***** 数据集记录 *****
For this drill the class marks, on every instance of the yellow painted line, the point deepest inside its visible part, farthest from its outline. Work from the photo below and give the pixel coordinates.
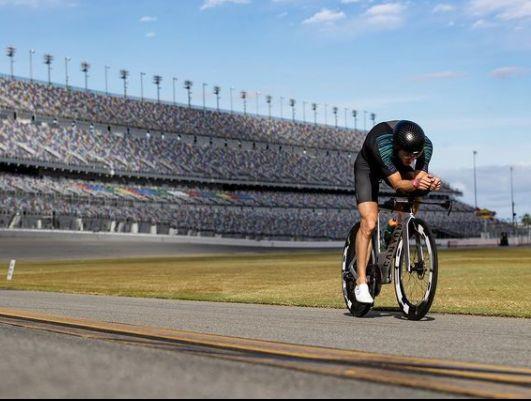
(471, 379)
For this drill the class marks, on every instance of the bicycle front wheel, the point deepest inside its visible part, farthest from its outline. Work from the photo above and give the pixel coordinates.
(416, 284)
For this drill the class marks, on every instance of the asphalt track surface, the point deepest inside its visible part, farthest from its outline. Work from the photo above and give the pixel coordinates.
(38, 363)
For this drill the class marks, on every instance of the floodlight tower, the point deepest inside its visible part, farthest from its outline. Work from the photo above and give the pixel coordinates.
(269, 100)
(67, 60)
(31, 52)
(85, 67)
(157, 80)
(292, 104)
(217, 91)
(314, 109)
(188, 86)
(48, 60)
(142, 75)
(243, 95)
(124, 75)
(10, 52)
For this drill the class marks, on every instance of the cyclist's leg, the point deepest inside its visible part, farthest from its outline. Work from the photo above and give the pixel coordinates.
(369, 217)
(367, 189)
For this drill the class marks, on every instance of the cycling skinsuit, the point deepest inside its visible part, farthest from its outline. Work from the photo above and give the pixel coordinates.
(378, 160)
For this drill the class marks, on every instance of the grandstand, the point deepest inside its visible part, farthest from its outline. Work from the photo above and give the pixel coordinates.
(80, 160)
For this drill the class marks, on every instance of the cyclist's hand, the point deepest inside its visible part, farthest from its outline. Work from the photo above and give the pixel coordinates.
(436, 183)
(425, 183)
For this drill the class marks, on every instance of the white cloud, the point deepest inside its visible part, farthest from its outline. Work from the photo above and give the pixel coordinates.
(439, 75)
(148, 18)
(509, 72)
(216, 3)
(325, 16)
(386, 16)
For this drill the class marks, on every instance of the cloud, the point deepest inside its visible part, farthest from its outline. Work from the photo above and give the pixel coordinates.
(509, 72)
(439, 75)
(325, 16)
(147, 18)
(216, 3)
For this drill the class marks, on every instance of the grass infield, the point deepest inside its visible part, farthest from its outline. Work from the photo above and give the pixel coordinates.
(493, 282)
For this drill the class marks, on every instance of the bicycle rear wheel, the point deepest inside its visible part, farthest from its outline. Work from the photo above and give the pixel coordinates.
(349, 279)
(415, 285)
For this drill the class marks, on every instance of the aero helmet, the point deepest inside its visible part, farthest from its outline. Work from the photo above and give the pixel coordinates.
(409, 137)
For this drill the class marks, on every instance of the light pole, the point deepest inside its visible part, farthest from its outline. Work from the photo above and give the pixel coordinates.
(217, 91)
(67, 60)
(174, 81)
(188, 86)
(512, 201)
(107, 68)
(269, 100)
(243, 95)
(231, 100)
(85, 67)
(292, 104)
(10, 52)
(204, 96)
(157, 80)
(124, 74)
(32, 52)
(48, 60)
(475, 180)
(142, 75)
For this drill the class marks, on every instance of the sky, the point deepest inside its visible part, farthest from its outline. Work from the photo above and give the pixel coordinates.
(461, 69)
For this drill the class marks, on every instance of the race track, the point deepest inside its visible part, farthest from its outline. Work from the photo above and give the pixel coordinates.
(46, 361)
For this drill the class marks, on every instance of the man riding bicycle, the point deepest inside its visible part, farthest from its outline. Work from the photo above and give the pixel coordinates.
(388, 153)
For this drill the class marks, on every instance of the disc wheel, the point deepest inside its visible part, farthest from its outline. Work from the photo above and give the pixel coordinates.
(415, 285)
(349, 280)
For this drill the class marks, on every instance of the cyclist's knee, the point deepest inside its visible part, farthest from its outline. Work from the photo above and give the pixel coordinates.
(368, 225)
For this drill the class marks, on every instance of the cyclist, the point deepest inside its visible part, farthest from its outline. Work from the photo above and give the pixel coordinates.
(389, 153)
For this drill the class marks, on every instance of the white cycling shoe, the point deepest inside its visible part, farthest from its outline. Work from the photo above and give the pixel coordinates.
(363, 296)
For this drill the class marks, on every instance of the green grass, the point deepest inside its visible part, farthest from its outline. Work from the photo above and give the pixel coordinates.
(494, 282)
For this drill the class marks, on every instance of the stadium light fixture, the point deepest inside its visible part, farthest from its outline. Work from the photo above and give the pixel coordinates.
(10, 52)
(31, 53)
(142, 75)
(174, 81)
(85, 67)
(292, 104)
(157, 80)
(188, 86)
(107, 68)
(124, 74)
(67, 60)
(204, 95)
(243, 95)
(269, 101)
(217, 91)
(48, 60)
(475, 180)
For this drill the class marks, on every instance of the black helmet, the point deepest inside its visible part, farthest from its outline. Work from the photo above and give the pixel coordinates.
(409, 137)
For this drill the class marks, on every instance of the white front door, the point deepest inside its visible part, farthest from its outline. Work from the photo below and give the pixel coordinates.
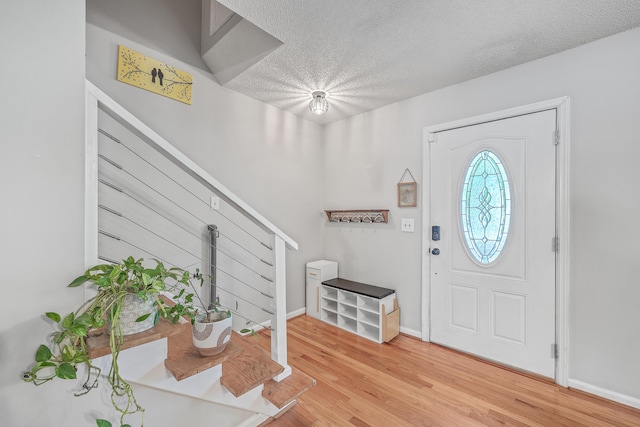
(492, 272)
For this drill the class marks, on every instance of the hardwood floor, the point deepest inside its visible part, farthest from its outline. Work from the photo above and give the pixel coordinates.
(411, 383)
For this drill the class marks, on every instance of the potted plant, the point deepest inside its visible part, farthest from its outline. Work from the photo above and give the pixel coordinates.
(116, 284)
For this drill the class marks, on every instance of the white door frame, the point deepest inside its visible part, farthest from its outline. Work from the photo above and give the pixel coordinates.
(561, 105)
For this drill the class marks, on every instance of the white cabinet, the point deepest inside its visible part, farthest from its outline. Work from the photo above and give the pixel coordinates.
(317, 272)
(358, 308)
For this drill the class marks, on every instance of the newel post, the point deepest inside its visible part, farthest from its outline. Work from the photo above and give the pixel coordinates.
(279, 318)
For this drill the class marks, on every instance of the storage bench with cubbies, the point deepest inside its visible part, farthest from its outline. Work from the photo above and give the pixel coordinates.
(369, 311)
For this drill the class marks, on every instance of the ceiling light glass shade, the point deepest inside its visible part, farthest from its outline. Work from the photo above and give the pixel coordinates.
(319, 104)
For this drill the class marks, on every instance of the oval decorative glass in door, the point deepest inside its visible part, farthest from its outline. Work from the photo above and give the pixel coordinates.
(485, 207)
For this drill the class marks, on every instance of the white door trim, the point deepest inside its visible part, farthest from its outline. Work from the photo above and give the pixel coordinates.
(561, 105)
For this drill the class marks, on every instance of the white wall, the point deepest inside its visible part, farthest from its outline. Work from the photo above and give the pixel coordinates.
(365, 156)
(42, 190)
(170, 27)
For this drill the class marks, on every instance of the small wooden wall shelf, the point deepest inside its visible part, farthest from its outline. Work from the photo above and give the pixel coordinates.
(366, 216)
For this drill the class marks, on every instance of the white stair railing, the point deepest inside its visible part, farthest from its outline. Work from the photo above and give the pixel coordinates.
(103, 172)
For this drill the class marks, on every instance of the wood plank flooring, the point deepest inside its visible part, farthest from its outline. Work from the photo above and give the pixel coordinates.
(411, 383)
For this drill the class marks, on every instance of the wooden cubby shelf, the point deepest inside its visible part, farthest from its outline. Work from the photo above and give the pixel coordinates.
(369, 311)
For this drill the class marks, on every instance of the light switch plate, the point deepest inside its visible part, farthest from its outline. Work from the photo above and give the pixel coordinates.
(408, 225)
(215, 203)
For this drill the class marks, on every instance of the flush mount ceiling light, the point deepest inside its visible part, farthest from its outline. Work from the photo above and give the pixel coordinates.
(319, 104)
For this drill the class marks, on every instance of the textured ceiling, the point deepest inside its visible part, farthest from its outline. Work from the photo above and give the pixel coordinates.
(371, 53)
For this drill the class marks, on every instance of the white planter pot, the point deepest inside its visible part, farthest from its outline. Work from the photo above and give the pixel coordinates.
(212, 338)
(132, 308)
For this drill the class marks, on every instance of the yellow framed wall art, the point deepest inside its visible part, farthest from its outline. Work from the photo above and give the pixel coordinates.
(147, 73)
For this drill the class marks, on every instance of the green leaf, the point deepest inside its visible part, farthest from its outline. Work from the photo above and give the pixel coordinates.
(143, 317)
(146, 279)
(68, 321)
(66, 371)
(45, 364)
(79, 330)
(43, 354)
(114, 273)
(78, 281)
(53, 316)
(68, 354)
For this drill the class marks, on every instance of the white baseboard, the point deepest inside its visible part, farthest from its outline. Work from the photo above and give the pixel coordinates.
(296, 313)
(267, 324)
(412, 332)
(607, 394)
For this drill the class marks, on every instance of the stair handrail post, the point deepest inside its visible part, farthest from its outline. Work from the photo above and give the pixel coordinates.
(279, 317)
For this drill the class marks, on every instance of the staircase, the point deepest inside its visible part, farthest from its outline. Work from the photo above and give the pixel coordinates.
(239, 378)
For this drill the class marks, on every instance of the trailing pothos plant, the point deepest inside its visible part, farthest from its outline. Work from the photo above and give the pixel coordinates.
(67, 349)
*****
***** 数据集记录 *****
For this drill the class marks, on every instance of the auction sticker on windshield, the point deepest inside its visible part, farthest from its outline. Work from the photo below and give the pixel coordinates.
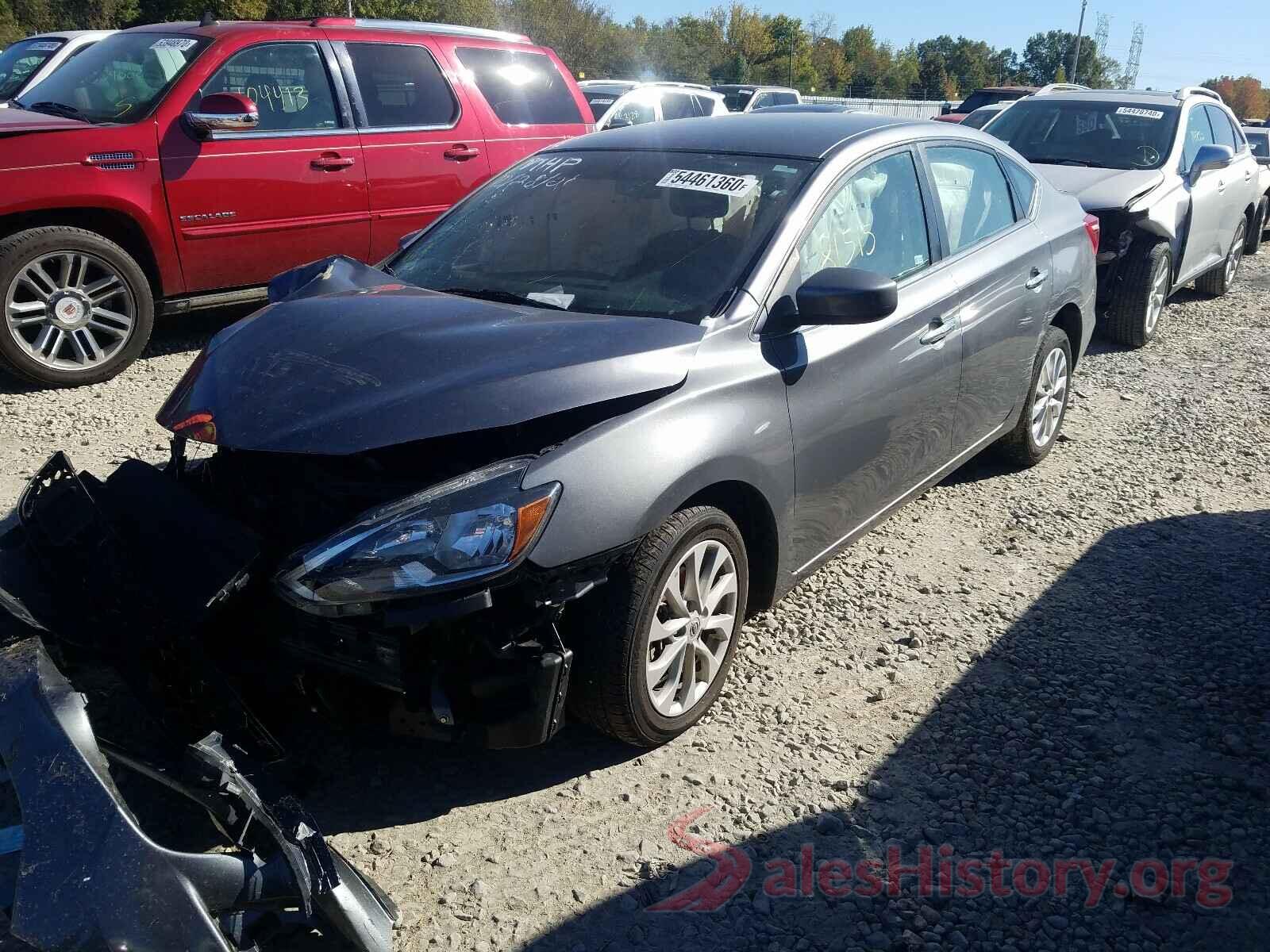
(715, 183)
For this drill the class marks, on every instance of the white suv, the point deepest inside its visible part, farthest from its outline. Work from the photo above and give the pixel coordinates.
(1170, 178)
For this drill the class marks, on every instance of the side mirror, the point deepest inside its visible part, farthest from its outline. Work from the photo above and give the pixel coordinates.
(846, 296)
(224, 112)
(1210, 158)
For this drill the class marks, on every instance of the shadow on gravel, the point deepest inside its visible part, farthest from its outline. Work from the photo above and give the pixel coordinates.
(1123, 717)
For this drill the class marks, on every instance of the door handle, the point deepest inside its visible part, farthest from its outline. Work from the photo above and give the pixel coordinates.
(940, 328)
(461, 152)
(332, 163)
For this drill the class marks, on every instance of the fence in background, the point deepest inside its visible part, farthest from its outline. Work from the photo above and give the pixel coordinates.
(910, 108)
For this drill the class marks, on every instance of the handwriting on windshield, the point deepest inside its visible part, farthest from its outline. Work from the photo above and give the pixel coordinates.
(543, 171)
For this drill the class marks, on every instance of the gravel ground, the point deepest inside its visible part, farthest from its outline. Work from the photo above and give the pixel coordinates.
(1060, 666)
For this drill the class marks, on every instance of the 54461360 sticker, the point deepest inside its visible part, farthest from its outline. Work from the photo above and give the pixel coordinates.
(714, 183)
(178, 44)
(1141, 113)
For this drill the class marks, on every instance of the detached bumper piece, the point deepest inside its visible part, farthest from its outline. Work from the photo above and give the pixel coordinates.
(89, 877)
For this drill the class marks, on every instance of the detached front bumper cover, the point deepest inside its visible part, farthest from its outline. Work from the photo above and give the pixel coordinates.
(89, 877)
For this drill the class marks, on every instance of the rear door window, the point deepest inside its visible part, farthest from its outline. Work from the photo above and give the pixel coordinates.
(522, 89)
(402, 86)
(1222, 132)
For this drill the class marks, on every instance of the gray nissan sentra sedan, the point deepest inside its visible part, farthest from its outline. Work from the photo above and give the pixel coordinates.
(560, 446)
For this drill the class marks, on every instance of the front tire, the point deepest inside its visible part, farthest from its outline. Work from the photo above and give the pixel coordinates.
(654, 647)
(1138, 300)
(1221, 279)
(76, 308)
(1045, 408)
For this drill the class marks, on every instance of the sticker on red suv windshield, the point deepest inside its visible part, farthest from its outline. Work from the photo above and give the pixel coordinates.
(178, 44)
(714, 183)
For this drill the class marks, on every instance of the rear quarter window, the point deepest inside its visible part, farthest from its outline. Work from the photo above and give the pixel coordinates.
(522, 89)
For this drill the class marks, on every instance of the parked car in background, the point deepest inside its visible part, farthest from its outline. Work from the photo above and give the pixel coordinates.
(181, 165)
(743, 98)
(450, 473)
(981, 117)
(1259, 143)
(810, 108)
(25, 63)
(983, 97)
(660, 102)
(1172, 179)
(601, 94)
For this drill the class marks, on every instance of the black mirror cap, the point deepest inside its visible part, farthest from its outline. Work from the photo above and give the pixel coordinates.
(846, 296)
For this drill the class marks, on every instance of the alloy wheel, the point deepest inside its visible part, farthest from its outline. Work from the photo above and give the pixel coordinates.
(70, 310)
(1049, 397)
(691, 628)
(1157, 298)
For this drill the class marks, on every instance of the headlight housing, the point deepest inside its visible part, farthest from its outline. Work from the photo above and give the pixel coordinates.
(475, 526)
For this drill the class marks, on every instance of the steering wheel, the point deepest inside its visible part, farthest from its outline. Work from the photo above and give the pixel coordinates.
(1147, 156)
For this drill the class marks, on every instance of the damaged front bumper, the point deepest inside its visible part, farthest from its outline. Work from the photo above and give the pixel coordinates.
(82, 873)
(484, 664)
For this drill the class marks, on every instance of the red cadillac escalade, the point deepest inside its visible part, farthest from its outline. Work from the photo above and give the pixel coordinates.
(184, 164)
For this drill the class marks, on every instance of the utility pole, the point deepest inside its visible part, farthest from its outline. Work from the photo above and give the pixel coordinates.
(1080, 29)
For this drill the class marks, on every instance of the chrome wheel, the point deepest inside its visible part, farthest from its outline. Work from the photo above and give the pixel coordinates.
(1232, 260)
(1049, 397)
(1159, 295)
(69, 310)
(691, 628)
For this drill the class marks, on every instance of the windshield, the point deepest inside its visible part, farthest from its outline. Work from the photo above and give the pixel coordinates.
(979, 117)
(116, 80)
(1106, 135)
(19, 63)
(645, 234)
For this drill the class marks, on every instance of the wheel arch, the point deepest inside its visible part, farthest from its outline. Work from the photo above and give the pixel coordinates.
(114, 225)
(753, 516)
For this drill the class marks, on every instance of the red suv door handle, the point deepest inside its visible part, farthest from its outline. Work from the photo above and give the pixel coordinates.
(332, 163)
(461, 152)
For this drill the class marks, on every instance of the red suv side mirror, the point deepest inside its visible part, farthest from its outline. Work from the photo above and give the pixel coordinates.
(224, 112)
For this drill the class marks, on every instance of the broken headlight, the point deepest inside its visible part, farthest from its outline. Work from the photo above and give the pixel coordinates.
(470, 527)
*****
从上面记录中含有“of the gravel”的那一行开始，到含有“(1222, 132)”的那一行结束（首尾两行都包括在内），把这些行整理成 Markdown 表格，两列分别叫“序号”和“记录内容”。空行不要放进表格。

# 完整答案:
| 序号 | 记录内容 |
|---|---|
| 1 | For this drill the class marks, on every instance of the gravel ground, the point deepest inside its visible part, farthest from its outline. Work from the photo above and give the pixel coordinates. |
| 2 | (1060, 666) |
| 3 | For this drill the class marks, on every instance of the 54461360 sticker, the point deepest inside its visible part, farthest from its outline. Work from the photo above and give the pixel coordinates. |
| 4 | (714, 183) |
| 5 | (178, 44) |
| 6 | (1141, 113) |
| 7 | For this drill the class marks, on every instance of the detached bumper piece, the point deepest inside its visible part, farthest from its outline. Work from the photo above and give the pixel coordinates. |
| 8 | (89, 877) |
| 9 | For this drill the class marks, on every instance of the detached front bumper cover, the point deepest inside its visible part, farthest from its outline. Work from the photo above and give the pixel coordinates. |
| 10 | (89, 877) |
| 11 | For this drill the class marks, on every instance of the rear door window, the point deepest inside its visible part, farthest from its outline. Work from the photo above and give the pixel coordinates. |
| 12 | (522, 89) |
| 13 | (402, 86) |
| 14 | (1222, 132) |